ВЫБРАННЫЙ ТЕКСТ:
+===+

Владимир Стасов - Нынешнее искусство в Европе
Этюды с живой натуры были не менее блестящи и многочисленны, чем портреты, и, однакоже, послужили разным немецким филистерам специальной темой для обвинения современного французского искусства. Многим из этих почтенных господ казались чем-то возмутительным, достойным по крайней мере каторги и проскрипции, все те этюды, где женщины являлись нагими, а не закутанными в сто юбок, тог и хламид всякого сорта и наименования. Мало ли сколько было нынче у французов и одетых этюдов: например, разные „Итальянки“, „Египтянки“, „Дамы“, „Чтение книги в лесу“ (это последняя, преизящная по милому, типу и чудному освещению, картина Перро, того самого, который написал „Ополченца“) и т. д., но филистеры молчали про всю эту половину, этюдов и с громким воплем и чуть не проклятием жаловались Европе на голую натуру Лефебвров, Жирондов и т. д. Они уверяли, что порядочному отцу семейства просто стыд и срам вести жену или дочь во французские залы, такое тут глядит со всех стен растлевающее развратное чувство, так тут все пропитано погибшей нравственностью гнилой нынешней Франции. Да что вы, что вы такое городите? — замечали им другие, — а ваши же знаменитые антики, ваши полки греческих и римских богинь, на которых вы же сами велите всему юношеству, всему человечеству пялить глаза от самых молодых ногтей, а ваши прославленные, фигуры Ренессанса, это что такое? Это ли еще не голая натура, это ли еще не голые женщины, а главное — что за надобность такая читать анафему женской красоте и фарисейски, по-тартюфовски, прятать ее от глаз? — Нет, это совсем другое дело, отвечали немецкие филистеры: то классицизм, а в классицизме никогда не может быть ничего непристойного, ни соблазнительного. И филистеры продолжали бить в набат. Но плохо их слушалась европейская публика, в том числе даже немецкая, и все отцы семейства преспокойно водили, в продолжение всех пяти месяцев выставки, дочерей и жен своих во французские художественные залы, где яркими звездами блистали „Сон Жирода“, „Спящая женщина“, „Истина“, „Стрекоза“ Лефебвра и т. д., все картины великолепнейшего колорита и красивейших форм, передававшие всю прелесть женского прелестного молодого тела.

+===+

ЧТО ТРЕБУЕТСЯ:
Ответьте по отрывку о французских этюдах с живой натуры:
(a) Кто написал картину «Чтение книги в лесу»?
(b) Сколько месяцев продолжалась выставка?
(c) Чем немецкие филистеры объясняли, что античные богини и фигуры Ренессанса не подлежат их упрекам?

Записи с указанием на названные объекты:
+===+

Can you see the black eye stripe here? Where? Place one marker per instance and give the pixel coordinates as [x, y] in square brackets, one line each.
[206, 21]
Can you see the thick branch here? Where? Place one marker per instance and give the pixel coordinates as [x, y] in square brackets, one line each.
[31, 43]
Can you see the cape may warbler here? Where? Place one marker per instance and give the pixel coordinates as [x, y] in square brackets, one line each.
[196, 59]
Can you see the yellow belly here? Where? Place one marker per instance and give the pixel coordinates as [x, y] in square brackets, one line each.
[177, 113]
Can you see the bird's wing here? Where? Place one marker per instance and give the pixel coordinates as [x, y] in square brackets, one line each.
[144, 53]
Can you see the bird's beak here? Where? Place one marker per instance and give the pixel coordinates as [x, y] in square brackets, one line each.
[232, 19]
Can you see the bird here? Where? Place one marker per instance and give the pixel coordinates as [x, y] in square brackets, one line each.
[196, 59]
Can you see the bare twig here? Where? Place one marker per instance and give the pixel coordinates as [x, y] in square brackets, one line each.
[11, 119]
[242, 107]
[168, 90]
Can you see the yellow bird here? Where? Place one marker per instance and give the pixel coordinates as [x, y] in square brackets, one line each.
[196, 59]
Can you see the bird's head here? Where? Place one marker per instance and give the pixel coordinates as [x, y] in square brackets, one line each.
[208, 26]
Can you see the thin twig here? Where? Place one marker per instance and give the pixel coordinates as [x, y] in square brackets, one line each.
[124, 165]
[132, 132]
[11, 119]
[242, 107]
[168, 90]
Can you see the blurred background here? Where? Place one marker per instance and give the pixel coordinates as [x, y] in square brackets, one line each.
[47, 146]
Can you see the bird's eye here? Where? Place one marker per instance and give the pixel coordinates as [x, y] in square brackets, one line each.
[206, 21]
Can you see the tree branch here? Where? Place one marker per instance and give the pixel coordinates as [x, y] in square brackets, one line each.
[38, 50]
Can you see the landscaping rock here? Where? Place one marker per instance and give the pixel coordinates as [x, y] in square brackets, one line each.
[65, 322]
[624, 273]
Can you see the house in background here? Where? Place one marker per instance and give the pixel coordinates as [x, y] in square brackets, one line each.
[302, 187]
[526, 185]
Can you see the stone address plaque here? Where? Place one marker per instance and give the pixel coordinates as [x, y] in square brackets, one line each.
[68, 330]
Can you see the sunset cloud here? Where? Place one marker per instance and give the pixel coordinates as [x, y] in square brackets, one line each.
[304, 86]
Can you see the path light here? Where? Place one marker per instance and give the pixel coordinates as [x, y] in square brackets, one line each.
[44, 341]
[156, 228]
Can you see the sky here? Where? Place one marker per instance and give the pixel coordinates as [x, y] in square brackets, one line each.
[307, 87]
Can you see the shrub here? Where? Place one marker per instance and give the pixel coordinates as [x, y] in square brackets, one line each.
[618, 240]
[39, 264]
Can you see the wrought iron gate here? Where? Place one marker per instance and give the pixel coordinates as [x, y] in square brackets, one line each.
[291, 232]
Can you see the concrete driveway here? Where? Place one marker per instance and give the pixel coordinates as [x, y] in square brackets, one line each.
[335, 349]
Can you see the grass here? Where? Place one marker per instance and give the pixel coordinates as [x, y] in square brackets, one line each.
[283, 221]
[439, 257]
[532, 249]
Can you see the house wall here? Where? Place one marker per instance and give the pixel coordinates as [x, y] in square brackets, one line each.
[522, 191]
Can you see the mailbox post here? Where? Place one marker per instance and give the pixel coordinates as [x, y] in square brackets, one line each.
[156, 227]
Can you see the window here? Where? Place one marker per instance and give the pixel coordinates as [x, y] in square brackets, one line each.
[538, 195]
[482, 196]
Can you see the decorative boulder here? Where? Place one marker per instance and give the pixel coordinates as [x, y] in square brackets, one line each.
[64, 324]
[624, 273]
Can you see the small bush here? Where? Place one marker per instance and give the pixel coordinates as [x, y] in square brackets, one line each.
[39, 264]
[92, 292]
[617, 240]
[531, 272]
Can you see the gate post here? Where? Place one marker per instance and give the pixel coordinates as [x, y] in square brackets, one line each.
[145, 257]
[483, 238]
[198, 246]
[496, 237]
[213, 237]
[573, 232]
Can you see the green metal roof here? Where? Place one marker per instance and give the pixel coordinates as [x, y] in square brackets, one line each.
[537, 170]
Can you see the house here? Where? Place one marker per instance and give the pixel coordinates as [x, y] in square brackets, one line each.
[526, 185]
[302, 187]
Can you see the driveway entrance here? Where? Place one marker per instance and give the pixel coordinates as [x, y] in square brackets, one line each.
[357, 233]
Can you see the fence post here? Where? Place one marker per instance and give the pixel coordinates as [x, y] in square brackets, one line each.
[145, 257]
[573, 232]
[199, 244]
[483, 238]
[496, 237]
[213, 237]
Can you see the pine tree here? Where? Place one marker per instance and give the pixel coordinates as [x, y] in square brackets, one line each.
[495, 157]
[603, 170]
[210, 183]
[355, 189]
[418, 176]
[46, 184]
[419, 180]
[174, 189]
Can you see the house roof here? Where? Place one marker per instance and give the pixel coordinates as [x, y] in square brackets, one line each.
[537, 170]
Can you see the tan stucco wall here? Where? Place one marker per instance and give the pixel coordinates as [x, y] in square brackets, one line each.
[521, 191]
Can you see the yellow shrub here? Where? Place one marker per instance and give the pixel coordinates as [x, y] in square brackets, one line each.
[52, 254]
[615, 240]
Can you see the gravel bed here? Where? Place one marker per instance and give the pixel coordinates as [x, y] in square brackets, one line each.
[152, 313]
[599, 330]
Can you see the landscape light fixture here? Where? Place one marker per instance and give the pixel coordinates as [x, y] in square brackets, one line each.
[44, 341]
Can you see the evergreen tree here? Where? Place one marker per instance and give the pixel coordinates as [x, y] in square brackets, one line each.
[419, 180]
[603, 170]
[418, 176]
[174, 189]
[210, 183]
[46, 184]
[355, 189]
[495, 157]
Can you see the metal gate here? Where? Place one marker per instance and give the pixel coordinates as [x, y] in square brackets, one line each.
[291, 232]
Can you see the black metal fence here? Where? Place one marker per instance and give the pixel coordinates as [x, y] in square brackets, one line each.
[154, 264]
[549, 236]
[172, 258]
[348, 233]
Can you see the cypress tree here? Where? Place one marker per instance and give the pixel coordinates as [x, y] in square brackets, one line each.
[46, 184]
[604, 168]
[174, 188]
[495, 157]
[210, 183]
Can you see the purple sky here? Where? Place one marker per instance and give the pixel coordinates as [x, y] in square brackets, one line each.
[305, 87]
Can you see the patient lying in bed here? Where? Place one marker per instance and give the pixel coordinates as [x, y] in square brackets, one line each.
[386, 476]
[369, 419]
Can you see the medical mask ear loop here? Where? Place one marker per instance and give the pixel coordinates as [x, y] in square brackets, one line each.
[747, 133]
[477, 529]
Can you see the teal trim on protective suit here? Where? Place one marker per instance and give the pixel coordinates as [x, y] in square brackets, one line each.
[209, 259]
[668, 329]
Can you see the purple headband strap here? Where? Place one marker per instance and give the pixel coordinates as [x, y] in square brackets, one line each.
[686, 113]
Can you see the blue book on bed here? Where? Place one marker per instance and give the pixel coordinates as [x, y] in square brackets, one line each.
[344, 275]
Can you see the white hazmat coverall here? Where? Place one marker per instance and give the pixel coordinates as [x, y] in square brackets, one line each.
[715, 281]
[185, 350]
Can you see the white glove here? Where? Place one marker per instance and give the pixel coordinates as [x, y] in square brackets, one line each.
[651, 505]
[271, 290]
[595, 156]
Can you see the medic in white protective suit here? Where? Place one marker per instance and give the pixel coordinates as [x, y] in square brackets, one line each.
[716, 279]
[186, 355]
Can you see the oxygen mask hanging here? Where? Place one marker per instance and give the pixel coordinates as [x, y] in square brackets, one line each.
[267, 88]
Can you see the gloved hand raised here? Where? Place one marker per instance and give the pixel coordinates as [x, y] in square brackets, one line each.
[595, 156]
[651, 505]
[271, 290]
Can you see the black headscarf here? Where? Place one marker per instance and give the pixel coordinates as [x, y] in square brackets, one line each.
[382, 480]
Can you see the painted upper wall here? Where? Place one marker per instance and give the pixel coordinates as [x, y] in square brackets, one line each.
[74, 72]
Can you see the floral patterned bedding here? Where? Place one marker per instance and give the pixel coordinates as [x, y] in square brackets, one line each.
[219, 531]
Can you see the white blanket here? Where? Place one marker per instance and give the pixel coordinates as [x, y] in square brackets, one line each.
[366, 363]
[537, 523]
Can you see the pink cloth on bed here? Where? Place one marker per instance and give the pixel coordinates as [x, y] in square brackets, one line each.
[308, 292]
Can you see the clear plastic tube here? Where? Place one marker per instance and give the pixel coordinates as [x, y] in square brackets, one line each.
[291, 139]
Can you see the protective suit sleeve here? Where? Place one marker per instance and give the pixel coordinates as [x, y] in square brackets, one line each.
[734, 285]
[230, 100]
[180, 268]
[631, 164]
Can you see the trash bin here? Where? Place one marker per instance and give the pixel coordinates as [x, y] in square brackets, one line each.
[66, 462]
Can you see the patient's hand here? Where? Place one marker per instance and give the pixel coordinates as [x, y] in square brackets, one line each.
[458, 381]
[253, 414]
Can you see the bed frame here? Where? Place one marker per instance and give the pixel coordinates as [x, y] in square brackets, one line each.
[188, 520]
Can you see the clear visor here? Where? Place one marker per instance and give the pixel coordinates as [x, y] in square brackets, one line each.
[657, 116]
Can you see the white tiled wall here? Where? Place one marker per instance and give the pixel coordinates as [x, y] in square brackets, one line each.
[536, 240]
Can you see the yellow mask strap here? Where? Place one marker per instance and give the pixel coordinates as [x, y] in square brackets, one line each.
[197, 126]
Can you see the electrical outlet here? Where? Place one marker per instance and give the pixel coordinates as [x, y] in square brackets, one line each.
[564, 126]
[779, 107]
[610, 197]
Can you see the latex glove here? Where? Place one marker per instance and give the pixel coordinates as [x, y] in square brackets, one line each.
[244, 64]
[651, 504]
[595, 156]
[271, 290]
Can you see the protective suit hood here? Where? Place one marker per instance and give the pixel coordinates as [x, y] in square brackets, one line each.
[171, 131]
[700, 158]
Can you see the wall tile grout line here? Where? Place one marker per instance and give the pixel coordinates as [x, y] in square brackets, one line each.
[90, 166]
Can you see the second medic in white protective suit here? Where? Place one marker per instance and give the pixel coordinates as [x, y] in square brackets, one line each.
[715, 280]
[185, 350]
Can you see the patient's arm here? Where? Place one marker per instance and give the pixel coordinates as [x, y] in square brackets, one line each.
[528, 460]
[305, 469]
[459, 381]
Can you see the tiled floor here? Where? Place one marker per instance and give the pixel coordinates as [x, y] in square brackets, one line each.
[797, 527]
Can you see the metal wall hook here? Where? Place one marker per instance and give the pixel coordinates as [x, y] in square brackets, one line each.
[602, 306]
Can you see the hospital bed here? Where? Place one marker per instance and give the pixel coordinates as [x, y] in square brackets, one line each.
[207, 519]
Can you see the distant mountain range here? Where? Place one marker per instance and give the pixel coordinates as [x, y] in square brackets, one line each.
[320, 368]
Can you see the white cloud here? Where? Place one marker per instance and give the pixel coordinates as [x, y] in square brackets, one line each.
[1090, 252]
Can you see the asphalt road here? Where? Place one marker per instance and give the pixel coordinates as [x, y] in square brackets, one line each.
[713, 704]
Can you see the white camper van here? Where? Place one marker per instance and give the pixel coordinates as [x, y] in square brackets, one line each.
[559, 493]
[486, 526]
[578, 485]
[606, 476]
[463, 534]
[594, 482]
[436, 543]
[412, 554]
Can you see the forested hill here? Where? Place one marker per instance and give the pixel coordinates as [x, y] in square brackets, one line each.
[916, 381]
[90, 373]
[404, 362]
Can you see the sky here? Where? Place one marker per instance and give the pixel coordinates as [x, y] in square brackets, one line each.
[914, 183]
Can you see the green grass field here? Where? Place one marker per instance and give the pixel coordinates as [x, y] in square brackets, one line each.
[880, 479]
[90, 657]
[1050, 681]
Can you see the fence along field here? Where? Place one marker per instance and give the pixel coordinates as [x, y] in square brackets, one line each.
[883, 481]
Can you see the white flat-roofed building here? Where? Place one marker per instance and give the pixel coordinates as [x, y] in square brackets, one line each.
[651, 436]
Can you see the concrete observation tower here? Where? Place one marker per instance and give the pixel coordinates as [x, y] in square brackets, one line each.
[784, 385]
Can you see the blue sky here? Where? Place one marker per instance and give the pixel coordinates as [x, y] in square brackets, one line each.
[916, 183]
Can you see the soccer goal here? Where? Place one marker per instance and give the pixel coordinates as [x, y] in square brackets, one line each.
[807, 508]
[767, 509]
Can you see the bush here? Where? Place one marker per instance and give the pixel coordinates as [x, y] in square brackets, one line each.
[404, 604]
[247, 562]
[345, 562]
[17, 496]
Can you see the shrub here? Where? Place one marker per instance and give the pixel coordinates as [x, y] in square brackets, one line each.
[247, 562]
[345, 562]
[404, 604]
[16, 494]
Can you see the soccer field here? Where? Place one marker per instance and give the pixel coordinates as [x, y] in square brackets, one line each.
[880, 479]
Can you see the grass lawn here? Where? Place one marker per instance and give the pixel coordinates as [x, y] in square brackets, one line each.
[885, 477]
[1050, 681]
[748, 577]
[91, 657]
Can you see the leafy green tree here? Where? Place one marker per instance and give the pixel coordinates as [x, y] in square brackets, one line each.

+===+

РЕШЕНИЕ ЗАДАЧИ:
(a) Перро, автор «Ополченца».
(b) Пять месяцев.
(c) Тем, что это классицизм, а в классицизме никогда не может быть ничего непристойного или соблазнительного.